J’aime le vent énormément : le vent c’est l’écriture. Dans mes poèmes, je m’appelle moi même « le vent incessant » ou bien « abyssale clarté » qui est ce vers quoi je tends. L’odorat est très important aussi, j’essaie de le développer. Entretenir le goût est plus facile. Le toucher est pour moi déclencheur d’écriture. J’écoute beaucoup plus que je ne regarde. Lorsque je suis en camping sauvage, un bruit me fait me sauver.
» dans le jardin des délices
nous nous sommes assis
puis nous avons disparu
figue et noix
face au cratère terrestre
vent de l’oliveraie
et silence du noyer.
dans le grand calme
nous nous sommes levés
sonore du bâton contre la pierre
et sommes entrés
dans le verger terrestre «
Lara Dopff, Dans le jardin des dieux disparus, journal poétique, Grèce,
éditions Phloème, 2023, collection Des poètes
Durant ces années d’errance, je suis devenue une autre personne que celle que j’étais dans L’arbre de nerfs. Je m’appelle quelquefois « l’infante », celle qui découvre le monde. J’ai beaucoup reçu de cet ailleurs, paysage, faune, flore, gens, gestes… Certaines civilisations comme celle de l’Inde témoignent d’une capacité de joie intérieure forte et simple qui a ouvert quelque chose en moi. J’ai vu tellement de joie malgré la pauvreté, alors que nous sommes si tristes, nous qui avons accès à tout. Pour ne pas sombrer moi aussi, j’apprends à être heureuse quoiqu’il se passe autour de moi. J’ai aimé dormir dehors, me trouver le matin à 6 heures au café avec ceux qui arrivent, passer six heures durant lors d’un voyage en train, assise par terre, dos à dos avec un Indien. Un jour un petit garçon, qui n’avait sur lui qu’un vêtement tâché de sang, est resté contre moi en me fixant pendant une heure. Nous ne nous sommes rien dit, mais j’ai tellement appris de lui.
Je commence à faire la synthèse de tout cela et à avoir du recul. Je peux maintenant me promener dans mon cahier de mémoire, ce crâne à l’intérieur duquel je peux traverser n’importe quelle rue ou n’importe quel paysage. C’est le fruit d’un travail. J’ai moins besoin de partir et je peux rester là et voyager dans la campagne française.

- **Consigne**
Pouvez-vous recopier, dans le texte à lire, le passage qui va de « Je commence à » jusqu'à « la campagne française. » ? Ce matériau provient d'une autre source que le texte à lire.

- **Données fournies**
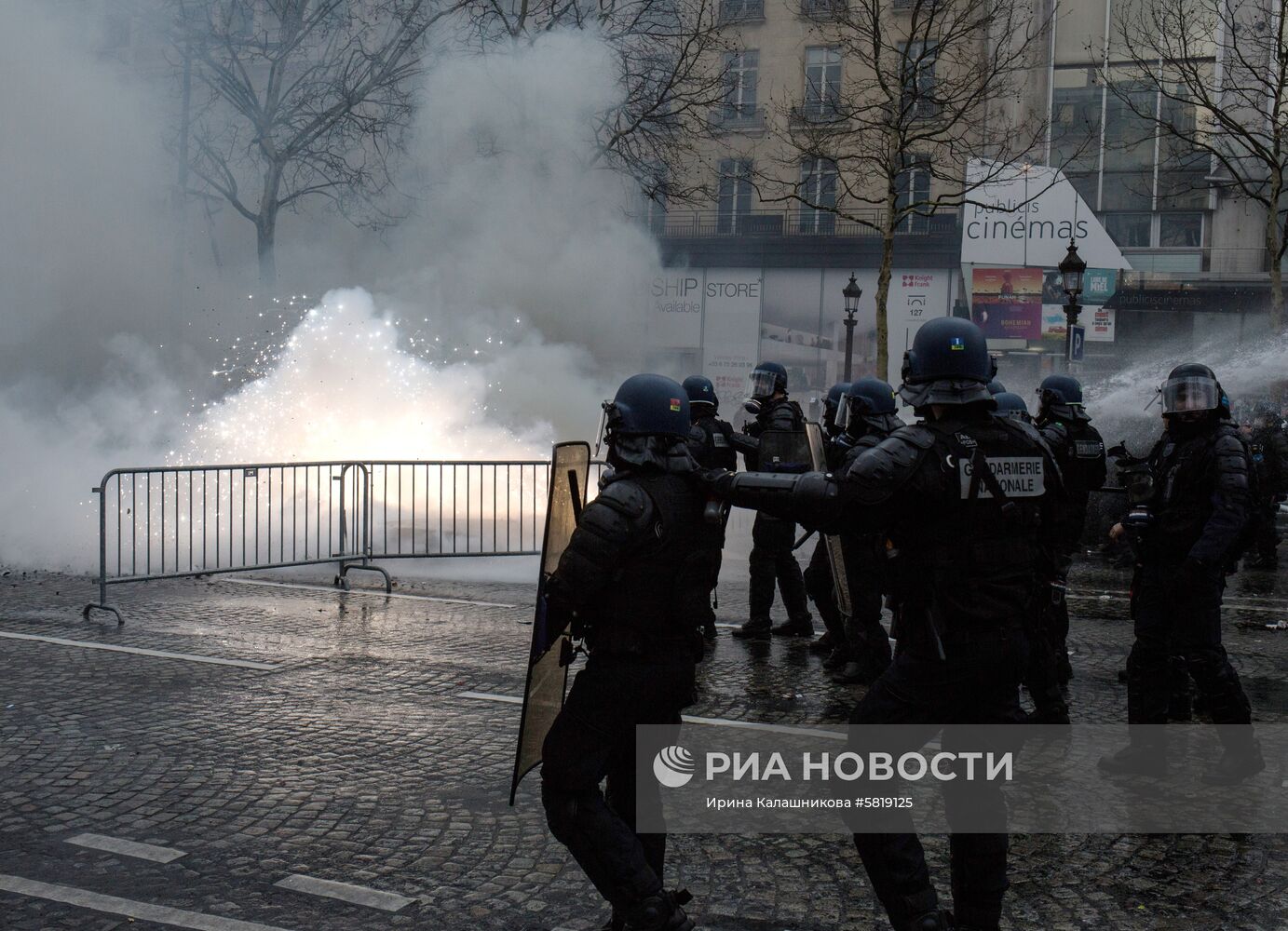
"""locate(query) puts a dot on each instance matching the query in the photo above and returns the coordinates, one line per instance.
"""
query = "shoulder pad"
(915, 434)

--

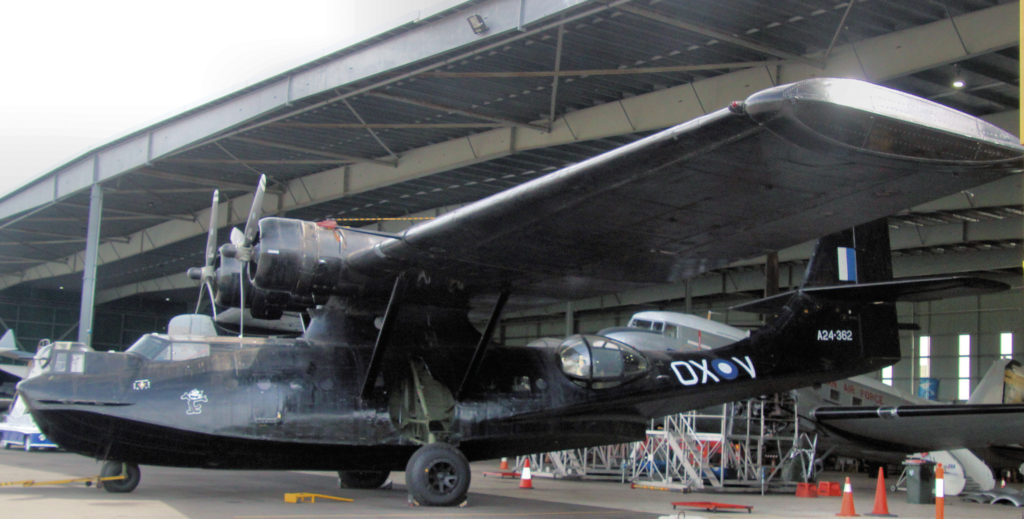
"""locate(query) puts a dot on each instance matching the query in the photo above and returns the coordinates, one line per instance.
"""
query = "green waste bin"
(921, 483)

...

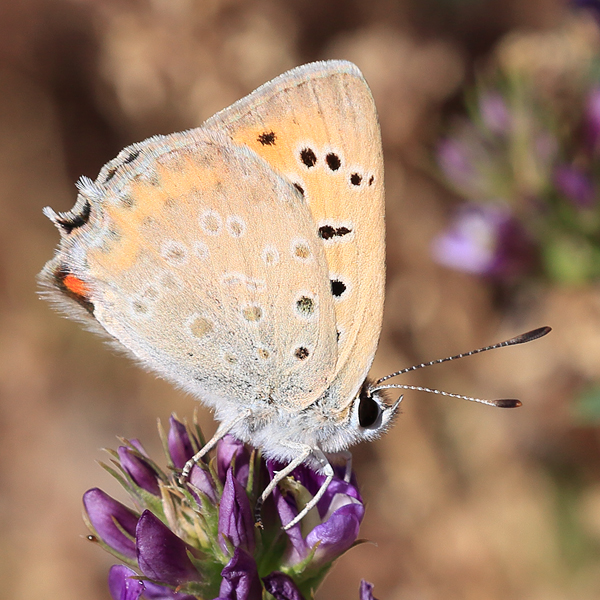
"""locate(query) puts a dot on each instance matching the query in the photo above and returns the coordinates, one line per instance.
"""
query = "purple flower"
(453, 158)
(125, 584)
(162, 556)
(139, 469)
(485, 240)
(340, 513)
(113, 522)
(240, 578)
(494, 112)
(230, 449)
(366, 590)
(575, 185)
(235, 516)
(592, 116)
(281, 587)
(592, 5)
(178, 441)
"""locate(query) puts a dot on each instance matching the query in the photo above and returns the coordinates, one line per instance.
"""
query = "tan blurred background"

- **Réponse**
Je commence à faire la synthèse de tout cela et à avoir du recul. Je peux maintenant me promener dans mon cahier de mémoire, ce crâne à l’intérieur duquel je peux traverser n’importe quelle rue ou n’importe quel paysage. C’est le fruit d’un travail. J’ai moins besoin de partir et je peux rester là et voyager dans la campagne française.